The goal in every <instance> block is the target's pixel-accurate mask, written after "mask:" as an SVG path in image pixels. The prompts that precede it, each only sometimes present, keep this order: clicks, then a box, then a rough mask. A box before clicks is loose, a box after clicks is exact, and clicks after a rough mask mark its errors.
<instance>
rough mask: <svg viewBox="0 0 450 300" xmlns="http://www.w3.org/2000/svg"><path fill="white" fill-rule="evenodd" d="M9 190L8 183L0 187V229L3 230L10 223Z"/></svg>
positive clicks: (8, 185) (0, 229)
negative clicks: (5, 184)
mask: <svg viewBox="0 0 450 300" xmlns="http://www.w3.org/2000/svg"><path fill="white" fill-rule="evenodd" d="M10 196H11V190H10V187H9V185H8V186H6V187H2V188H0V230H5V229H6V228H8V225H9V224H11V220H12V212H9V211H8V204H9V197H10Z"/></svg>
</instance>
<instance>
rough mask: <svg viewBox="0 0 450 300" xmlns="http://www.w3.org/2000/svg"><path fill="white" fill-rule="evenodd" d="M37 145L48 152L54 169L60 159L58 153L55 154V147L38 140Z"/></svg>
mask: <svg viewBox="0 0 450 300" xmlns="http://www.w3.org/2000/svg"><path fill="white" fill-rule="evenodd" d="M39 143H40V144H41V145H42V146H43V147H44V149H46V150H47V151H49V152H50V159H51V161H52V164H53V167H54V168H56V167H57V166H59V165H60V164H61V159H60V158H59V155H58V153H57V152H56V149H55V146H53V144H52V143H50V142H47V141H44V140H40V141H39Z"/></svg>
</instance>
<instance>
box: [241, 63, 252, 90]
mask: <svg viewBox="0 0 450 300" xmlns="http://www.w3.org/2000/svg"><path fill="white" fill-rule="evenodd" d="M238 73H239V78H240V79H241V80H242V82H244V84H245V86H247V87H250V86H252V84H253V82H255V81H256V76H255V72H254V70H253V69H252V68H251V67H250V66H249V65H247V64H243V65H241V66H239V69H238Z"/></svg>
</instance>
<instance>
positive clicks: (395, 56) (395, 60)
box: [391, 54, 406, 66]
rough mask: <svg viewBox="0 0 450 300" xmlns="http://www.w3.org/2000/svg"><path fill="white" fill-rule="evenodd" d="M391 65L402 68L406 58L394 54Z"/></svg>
+ + + + +
Your assignment: Filter the data above by the word "positive" and copy every line that matches.

Final answer:
positive clicks: (8, 185) (0, 229)
positive clicks: (395, 56) (395, 60)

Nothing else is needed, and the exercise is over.